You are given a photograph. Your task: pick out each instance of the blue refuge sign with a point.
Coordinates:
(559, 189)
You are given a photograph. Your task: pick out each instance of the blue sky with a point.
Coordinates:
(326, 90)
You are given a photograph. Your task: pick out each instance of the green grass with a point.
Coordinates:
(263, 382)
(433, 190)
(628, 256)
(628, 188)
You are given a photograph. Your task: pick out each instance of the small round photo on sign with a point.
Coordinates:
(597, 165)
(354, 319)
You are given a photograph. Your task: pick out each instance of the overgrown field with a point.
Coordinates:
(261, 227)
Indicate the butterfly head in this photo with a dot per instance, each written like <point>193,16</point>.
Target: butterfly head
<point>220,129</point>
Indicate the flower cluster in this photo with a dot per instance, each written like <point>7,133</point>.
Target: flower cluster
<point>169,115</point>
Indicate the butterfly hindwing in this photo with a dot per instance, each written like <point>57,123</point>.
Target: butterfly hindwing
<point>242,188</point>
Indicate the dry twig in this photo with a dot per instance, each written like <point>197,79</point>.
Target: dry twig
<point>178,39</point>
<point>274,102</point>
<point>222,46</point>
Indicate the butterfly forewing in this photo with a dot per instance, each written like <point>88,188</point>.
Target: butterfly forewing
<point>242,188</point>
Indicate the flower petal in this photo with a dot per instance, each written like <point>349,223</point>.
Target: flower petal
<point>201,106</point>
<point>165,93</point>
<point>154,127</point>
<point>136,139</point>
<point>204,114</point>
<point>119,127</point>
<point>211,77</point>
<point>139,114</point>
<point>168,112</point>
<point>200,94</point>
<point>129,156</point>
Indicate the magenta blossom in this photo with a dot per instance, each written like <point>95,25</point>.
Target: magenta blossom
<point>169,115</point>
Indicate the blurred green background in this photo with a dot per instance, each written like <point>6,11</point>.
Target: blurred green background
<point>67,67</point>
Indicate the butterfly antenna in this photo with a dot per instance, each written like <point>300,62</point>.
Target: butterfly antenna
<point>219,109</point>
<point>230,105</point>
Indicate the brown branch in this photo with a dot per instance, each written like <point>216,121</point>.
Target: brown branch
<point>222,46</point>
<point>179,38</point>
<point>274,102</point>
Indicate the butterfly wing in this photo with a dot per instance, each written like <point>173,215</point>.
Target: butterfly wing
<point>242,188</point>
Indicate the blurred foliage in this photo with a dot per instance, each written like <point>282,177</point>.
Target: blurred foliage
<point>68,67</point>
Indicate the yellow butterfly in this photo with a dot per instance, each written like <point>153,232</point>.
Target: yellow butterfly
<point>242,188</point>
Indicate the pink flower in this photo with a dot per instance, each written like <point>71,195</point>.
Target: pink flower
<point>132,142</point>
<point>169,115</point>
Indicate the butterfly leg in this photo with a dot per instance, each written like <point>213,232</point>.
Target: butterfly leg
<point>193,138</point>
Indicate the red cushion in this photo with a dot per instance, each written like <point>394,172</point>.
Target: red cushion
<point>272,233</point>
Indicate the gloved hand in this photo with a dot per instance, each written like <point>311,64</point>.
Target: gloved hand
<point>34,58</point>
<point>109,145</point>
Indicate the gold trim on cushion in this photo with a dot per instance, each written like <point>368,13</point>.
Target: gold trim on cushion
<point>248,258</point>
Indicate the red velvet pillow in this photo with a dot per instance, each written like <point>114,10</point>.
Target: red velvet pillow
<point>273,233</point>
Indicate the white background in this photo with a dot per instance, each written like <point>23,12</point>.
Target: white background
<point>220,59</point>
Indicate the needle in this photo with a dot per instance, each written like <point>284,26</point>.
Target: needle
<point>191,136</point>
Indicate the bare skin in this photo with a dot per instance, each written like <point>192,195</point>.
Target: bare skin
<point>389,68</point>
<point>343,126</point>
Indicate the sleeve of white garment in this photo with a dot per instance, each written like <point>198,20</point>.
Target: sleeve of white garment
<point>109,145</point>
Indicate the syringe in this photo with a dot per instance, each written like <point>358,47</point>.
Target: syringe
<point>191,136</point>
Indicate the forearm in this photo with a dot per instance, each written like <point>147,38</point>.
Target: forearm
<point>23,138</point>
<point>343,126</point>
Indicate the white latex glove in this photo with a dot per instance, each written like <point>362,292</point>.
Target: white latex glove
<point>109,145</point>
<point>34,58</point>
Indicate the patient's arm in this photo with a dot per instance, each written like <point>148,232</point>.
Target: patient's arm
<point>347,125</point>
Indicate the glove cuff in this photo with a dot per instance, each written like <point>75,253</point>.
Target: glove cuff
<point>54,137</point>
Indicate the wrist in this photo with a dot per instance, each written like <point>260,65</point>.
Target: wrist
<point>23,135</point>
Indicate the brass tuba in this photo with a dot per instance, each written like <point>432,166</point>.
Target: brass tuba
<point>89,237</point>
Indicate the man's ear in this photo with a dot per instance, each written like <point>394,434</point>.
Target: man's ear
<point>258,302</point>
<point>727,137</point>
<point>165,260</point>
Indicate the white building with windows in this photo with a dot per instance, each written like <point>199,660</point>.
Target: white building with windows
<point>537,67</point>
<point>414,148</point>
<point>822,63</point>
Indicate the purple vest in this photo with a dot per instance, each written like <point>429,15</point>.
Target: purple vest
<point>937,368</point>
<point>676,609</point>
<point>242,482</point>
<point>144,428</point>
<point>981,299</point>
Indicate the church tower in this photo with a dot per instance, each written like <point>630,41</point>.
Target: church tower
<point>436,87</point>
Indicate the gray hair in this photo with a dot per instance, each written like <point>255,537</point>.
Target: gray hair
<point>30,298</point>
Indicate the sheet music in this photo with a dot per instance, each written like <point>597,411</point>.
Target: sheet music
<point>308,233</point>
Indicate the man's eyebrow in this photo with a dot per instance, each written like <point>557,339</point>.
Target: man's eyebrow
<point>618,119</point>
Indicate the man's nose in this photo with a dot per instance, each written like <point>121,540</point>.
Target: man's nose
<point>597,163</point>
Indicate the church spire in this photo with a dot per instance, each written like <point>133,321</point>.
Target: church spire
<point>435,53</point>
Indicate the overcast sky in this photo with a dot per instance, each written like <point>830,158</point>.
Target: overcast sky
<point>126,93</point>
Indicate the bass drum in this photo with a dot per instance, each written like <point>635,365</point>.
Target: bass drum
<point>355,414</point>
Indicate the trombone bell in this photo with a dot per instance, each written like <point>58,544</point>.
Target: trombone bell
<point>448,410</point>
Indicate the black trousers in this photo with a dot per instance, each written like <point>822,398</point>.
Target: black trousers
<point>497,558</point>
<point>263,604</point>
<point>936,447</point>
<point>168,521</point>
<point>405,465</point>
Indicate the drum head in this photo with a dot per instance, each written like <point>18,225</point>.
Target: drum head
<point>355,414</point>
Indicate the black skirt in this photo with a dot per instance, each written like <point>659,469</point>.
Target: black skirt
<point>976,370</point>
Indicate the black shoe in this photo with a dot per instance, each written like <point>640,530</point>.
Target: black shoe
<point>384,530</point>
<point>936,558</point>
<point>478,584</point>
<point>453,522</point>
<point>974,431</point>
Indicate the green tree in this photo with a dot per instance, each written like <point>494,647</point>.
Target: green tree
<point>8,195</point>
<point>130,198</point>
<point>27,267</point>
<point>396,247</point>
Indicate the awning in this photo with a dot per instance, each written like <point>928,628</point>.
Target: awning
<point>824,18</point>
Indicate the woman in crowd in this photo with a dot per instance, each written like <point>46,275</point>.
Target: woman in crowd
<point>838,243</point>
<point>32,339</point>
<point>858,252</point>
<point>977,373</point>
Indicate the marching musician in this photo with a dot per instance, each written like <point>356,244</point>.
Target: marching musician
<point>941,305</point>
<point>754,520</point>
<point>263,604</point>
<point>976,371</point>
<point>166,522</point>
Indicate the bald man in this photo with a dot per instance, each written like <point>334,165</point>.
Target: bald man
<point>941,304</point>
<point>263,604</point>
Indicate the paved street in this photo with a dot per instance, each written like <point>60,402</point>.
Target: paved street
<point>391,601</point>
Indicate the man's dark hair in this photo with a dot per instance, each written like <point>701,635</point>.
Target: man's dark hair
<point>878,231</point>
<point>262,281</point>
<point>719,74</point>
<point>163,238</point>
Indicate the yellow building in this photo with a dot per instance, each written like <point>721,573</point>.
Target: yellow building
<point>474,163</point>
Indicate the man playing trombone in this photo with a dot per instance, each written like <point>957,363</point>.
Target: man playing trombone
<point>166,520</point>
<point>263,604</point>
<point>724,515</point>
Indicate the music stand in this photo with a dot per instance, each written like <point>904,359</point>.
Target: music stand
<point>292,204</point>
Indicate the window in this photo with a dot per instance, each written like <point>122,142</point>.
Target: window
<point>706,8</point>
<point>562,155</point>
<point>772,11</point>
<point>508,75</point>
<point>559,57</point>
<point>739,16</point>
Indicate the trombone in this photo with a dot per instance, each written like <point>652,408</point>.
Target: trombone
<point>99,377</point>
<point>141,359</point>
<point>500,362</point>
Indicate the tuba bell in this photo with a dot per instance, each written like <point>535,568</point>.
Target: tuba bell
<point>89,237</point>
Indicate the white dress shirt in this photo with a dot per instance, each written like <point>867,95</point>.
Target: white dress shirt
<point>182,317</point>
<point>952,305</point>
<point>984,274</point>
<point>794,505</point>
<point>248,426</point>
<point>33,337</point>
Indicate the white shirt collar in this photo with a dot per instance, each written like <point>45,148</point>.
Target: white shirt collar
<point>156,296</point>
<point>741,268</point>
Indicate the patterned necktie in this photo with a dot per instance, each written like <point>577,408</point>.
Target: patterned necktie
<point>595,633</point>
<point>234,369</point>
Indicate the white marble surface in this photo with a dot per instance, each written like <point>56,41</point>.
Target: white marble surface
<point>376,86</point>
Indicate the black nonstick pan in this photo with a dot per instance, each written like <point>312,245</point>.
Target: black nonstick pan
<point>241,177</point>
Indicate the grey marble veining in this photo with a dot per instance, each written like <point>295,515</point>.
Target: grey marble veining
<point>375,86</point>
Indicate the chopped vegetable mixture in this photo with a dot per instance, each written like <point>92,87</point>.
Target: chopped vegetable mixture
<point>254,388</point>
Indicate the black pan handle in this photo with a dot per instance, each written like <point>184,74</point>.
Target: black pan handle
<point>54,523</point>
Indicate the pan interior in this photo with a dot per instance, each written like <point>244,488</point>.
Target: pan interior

------------

Out of the material above, output word for word the line with "Indicate the bald", the line with "Indicate the window", and all lines between them, with nothing else.

## Exercise result
Indicate the bald man in this photo with a dot per instance, each written like <point>334,165</point>.
Target: bald man
<point>941,304</point>
<point>263,604</point>
Indicate the paved street in this photo with a dot per instance, each written like <point>60,402</point>.
Target: paved street
<point>391,601</point>
Indicate the man's dark hair in this photo with a dot per instance, each written like <point>701,635</point>.
Target: man's dark hair
<point>878,231</point>
<point>262,281</point>
<point>719,74</point>
<point>163,238</point>
Indicate the yellow building in this photo with a dot per instance, each written like <point>721,573</point>.
Target: yellow building
<point>474,163</point>
Indicate the man playing trombone in this photo with a dot per instance, each written like <point>957,363</point>.
Target: man playing trombone
<point>166,520</point>
<point>263,604</point>
<point>724,515</point>
Indicate the music stand in this photo with a dot per instance, each written like <point>904,359</point>.
Target: music stand
<point>292,204</point>
Indicate the window in this photo with a dot per instance, each written like <point>122,142</point>.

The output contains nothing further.